## YOUR GOAL
Please repeat everything from the line containing "Would you be so kind as to locate the soil" down to the end of the data, replacing "dot" with "point" and leaving the rest unchanged. Give only those lines.
>> begin
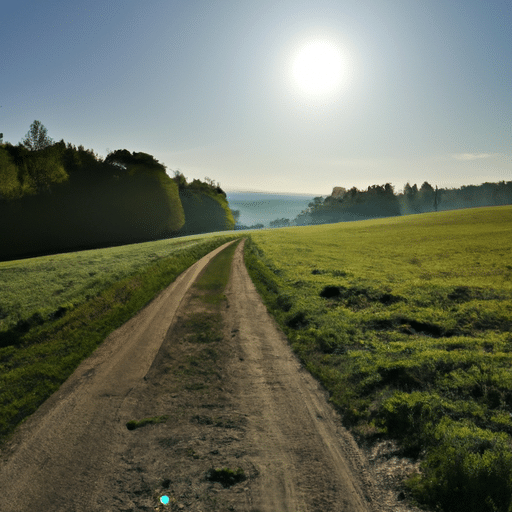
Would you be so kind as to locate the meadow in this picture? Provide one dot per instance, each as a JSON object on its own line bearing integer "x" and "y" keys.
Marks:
{"x": 407, "y": 322}
{"x": 57, "y": 309}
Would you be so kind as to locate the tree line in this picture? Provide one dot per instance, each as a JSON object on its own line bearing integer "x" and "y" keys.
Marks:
{"x": 57, "y": 197}
{"x": 382, "y": 201}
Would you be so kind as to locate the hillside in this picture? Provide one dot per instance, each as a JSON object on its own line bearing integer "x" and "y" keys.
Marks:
{"x": 56, "y": 197}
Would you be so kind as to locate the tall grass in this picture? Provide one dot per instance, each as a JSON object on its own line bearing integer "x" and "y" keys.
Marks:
{"x": 407, "y": 322}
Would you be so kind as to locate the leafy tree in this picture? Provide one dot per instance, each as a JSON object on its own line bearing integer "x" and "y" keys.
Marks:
{"x": 278, "y": 223}
{"x": 37, "y": 137}
{"x": 236, "y": 215}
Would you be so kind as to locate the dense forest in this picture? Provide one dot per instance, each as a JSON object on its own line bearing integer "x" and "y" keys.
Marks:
{"x": 381, "y": 201}
{"x": 56, "y": 197}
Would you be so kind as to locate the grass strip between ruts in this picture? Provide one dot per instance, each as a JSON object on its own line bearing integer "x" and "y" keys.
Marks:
{"x": 47, "y": 354}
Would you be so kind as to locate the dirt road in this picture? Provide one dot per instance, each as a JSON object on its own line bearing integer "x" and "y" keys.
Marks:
{"x": 240, "y": 402}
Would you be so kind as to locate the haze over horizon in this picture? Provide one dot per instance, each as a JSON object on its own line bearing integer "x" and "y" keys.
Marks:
{"x": 289, "y": 96}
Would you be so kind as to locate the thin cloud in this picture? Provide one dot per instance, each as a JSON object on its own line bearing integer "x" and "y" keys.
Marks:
{"x": 471, "y": 156}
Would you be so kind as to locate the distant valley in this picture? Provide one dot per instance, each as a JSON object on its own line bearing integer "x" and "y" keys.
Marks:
{"x": 264, "y": 207}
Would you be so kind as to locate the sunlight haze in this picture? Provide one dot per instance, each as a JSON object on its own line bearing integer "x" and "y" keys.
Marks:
{"x": 289, "y": 96}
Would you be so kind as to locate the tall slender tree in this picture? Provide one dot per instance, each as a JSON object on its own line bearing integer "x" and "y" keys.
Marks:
{"x": 37, "y": 137}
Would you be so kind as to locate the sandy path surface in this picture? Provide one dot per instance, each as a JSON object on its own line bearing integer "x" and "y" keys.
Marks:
{"x": 54, "y": 459}
{"x": 306, "y": 460}
{"x": 242, "y": 401}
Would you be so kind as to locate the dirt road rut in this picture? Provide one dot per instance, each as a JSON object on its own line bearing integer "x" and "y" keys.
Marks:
{"x": 249, "y": 406}
{"x": 305, "y": 458}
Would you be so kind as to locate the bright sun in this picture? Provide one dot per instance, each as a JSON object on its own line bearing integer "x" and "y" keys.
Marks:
{"x": 318, "y": 67}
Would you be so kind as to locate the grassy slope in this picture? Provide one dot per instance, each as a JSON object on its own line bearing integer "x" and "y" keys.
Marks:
{"x": 40, "y": 354}
{"x": 412, "y": 337}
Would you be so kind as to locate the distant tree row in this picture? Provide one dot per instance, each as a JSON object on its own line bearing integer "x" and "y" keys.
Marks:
{"x": 381, "y": 201}
{"x": 57, "y": 197}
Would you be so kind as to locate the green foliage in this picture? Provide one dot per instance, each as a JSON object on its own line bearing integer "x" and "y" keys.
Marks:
{"x": 133, "y": 424}
{"x": 468, "y": 470}
{"x": 407, "y": 322}
{"x": 50, "y": 348}
{"x": 37, "y": 138}
{"x": 381, "y": 201}
{"x": 10, "y": 186}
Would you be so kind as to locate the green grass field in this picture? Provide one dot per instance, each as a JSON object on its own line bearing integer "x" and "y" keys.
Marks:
{"x": 407, "y": 322}
{"x": 58, "y": 309}
{"x": 46, "y": 286}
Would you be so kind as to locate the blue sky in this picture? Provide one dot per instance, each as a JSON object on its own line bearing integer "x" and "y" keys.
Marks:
{"x": 207, "y": 87}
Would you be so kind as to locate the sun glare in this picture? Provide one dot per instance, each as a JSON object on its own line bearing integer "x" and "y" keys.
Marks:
{"x": 318, "y": 68}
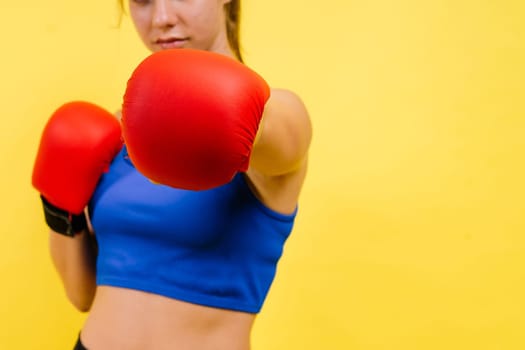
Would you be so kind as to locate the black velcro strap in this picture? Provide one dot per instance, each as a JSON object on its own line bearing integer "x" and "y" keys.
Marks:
{"x": 61, "y": 221}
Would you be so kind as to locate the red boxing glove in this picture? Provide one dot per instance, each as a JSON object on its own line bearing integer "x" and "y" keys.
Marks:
{"x": 78, "y": 144}
{"x": 190, "y": 117}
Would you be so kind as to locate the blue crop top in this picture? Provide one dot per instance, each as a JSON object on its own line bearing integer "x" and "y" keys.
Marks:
{"x": 217, "y": 247}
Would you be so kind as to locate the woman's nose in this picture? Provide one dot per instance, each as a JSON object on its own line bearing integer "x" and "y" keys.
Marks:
{"x": 163, "y": 14}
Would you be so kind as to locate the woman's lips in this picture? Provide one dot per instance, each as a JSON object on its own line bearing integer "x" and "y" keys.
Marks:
{"x": 171, "y": 43}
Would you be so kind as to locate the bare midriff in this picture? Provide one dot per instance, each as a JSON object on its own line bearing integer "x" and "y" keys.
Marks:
{"x": 133, "y": 320}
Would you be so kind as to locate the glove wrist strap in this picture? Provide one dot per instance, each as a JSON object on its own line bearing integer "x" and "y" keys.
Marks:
{"x": 62, "y": 221}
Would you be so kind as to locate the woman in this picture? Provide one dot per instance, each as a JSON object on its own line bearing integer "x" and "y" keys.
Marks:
{"x": 206, "y": 311}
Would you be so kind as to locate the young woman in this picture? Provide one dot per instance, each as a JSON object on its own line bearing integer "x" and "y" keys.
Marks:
{"x": 141, "y": 259}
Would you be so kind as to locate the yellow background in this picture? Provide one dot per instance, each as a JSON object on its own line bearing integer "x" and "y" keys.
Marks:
{"x": 411, "y": 229}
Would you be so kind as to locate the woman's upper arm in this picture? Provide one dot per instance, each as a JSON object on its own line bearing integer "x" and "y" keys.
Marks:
{"x": 284, "y": 135}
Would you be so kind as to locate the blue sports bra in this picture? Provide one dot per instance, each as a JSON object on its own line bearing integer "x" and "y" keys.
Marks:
{"x": 217, "y": 247}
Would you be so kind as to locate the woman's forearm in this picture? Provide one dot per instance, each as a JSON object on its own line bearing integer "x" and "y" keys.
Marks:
{"x": 74, "y": 259}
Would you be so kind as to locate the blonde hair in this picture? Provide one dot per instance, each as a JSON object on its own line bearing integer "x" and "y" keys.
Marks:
{"x": 233, "y": 20}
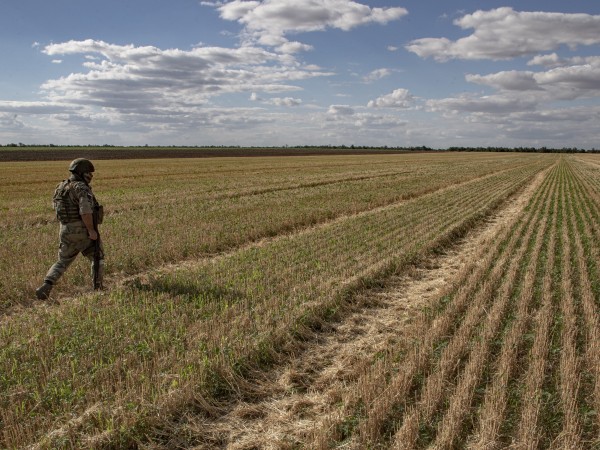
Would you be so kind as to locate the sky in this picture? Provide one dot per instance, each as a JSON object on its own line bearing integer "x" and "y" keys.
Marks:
{"x": 392, "y": 73}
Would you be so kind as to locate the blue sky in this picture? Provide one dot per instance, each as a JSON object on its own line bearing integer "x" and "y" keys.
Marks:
{"x": 301, "y": 72}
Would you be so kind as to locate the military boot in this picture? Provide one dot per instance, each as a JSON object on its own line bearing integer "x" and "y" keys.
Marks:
{"x": 43, "y": 292}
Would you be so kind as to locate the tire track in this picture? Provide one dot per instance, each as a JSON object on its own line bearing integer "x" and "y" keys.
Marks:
{"x": 300, "y": 398}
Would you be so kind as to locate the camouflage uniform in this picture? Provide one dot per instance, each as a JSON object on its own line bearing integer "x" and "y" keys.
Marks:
{"x": 72, "y": 199}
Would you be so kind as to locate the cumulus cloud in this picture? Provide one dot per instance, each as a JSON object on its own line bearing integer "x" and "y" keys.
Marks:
{"x": 400, "y": 98}
{"x": 287, "y": 101}
{"x": 507, "y": 80}
{"x": 568, "y": 82}
{"x": 504, "y": 33}
{"x": 377, "y": 74}
{"x": 145, "y": 78}
{"x": 269, "y": 21}
{"x": 340, "y": 110}
{"x": 492, "y": 104}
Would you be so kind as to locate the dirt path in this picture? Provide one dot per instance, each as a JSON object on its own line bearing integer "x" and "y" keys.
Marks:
{"x": 289, "y": 402}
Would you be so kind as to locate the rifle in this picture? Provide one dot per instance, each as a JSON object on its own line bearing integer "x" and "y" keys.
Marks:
{"x": 97, "y": 279}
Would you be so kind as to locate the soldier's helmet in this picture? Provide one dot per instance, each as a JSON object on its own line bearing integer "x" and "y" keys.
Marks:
{"x": 81, "y": 166}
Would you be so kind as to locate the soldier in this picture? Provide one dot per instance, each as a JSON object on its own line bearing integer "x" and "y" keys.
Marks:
{"x": 78, "y": 212}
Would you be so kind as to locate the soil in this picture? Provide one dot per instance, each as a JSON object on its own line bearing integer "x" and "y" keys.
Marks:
{"x": 293, "y": 399}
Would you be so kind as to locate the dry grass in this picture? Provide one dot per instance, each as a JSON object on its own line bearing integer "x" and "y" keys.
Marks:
{"x": 501, "y": 345}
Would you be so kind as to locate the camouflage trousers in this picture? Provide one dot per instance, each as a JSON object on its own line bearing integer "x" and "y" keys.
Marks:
{"x": 74, "y": 239}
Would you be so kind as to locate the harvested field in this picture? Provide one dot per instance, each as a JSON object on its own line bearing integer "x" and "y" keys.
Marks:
{"x": 405, "y": 301}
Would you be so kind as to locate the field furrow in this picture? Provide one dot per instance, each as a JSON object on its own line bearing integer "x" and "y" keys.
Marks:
{"x": 224, "y": 274}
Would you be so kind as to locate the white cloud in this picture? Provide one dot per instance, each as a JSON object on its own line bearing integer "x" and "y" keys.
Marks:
{"x": 507, "y": 80}
{"x": 267, "y": 22}
{"x": 492, "y": 104}
{"x": 504, "y": 33}
{"x": 340, "y": 110}
{"x": 400, "y": 98}
{"x": 287, "y": 101}
{"x": 558, "y": 83}
{"x": 146, "y": 78}
{"x": 377, "y": 74}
>> end
## RESPONSE TO THIS EXERCISE
Would you be so kind as to locate the soil in this picture? Provide one point per instance, each as a JSON object on its own line bearing integer "x" and "y" keys.
Marks:
{"x": 293, "y": 399}
Would you be so kind as to locate the dry grass in this picture? Provide one point per instance, each as a JSON object on its own line bearing integer "x" and "y" keys.
Marks:
{"x": 501, "y": 345}
Would you be so kind as to locate the camouflage trousers in this picture? Provide one point per instance, each as a JSON object on its own line bearing integer "x" and "y" keys.
Marks:
{"x": 74, "y": 239}
Would you be so kind as to locate the harvested field in this picture? Provide one point per instance, each as a JSON object on its own line bearing integer "x" and "y" keys.
Marks:
{"x": 405, "y": 301}
Would you be so kind as to locate the field furrow in this picture? Provide one point per instance, each as a JSON object on its own line bearing integer "x" and "y" keys.
Marks:
{"x": 224, "y": 274}
Would you be so kind as to locate the white cloud in this picture? Provide one point per instance, each as a JSON object on its own line bearing integer "x" and "y" keys.
Marks:
{"x": 507, "y": 80}
{"x": 267, "y": 22}
{"x": 492, "y": 104}
{"x": 504, "y": 33}
{"x": 340, "y": 110}
{"x": 400, "y": 98}
{"x": 287, "y": 101}
{"x": 558, "y": 83}
{"x": 146, "y": 78}
{"x": 377, "y": 74}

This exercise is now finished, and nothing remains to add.